Work required>
Retype the data below in full, keeping every character as it is.

:: Data supplied

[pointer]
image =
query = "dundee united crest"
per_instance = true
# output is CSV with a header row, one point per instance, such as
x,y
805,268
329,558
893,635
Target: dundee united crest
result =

::::

Written answer>
[pointer]
image =
query = "dundee united crest"
per_instance = true
# output is CSV with a header row, one point per instance, such as
x,y
805,268
329,558
893,635
Target: dundee united crest
result =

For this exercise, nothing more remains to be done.